◆ Reading text ◆
It’s Nutrition & Hydration Week from the 14th to 20th March and ahead of this the Central London Community Healthcare NHS Trust would like to shine the spotlight on common myths and facts around eating and drinking in later life…

Getting thinner is a normal part of ageing – MYTH

Keeping a healthy, stable weight is important throughout our lives, particularly in later life. Getting thinner is not a normal part of ageing but it is easy for weight to drop off without noticing. Unintentional weight loss increases the risk of ill health and makes it difficult to recover from infections, injury or surgery. 

Six small meals are as good as three main meals – FACT

It’s important to take enough calories and protein when you have lost your appetite or if you are unwell and eating smaller more regular meals and nourishing snacks may feel more manageable during these times. 

Why not try out some of these nourishing snacks? Rice pudding (bought or home-made), cheese and crackers, crumpets with butter and cream cheese/honey, porridge oats made with full fat milk, cheese and beans, scrambled eggs or peanut butter on toast, fruit scones with butter, bagel with soft cheese and ham and poppadum with raita and chutney.

Drinking 6-8 glasses of fluid a day is recommended – FACT

We need about 6 – 8 (about 1.5 litres) glasses of fluid throughout the day to stay hydrated. This can include tea, coffee, jellies, water and milk. “Think drink!” throughout the day.

◆ Data under study ◆
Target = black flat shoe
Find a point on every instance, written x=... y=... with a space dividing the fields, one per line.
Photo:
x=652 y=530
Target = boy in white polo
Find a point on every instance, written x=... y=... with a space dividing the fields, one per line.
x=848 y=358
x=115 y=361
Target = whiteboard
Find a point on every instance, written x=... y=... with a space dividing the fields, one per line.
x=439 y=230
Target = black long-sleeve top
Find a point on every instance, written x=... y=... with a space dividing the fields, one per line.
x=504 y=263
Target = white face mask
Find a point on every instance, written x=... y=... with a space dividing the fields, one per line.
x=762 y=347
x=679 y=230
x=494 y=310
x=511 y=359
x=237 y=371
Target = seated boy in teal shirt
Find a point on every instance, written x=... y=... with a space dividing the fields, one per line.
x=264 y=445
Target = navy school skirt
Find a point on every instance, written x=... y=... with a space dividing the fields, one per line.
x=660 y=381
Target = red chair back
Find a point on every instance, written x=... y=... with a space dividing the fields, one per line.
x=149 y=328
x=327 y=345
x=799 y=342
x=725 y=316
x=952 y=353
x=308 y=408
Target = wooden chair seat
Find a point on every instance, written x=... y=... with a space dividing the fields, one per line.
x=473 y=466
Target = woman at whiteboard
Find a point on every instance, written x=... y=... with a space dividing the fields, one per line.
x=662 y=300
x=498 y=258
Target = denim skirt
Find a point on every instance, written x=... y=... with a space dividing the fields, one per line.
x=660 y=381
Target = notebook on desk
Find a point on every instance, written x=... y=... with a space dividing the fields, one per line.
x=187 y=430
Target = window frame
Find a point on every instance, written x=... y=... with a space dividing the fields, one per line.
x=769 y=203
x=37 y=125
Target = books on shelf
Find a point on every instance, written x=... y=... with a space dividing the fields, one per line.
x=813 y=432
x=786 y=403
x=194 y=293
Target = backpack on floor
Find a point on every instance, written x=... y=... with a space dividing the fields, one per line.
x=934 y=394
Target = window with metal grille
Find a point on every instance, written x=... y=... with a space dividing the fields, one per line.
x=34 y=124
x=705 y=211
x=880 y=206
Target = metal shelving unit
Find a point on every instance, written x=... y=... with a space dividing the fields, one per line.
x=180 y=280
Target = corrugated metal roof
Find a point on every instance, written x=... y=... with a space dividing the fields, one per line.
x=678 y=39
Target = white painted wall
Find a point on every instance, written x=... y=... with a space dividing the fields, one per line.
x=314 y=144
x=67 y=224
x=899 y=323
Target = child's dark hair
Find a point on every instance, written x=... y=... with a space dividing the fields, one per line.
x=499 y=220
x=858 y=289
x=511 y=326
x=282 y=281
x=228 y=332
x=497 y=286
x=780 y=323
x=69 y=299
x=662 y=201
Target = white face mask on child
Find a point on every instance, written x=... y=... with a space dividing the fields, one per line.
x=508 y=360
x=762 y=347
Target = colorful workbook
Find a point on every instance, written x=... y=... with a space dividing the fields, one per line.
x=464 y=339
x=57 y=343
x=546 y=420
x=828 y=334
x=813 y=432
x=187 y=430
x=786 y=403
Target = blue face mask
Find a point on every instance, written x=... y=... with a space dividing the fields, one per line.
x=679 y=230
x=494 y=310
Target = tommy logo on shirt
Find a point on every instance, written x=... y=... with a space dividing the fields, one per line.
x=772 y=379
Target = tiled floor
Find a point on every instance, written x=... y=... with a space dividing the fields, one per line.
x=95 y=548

◆ Tasks ◆
1) Please answer these from the text on eating and drinking in later life:
(a) On which dates does Nutrition & Hydration Week run?
(b) What does unintentional weight loss make difficult to recover from?
(c) About how many litres of fluid a day does the text say we need?
2) Resume the text on eating and drinking in later life, picking up right after its last sentence.

◆ List of answers ◆
1)
(a) From the 14th to 20th March.
(b) Infections, injury or surgery.
(c) About 1.5 litres.

2)
Tips to help you stay hydrated:

  • Make snacks hydrating AND nourishing e.g. hot chocolate made with full cream milk, jelly with custard; and coffee with cream.
  • Keep drinks close at all times.
  • Hydrate with water-based foods e.g. melon and cucumber
  • Drink a full glass of water when taking medication.

Cutting back on drinks will reduce the urge to pass urine – MYTH

The bladder is a hollow muscular organ. These muscles relax to allow the bladder to fill with urine and contract to allow you to pass urine. Drinking too little may increase the need to go to the toilet because strong, concentrated urine collects in the bladder which can irritate these muscles and cause your bladder to contract too often (bladder overactivity). In other words, not drinking enough fluids may lead you to pass urine more often!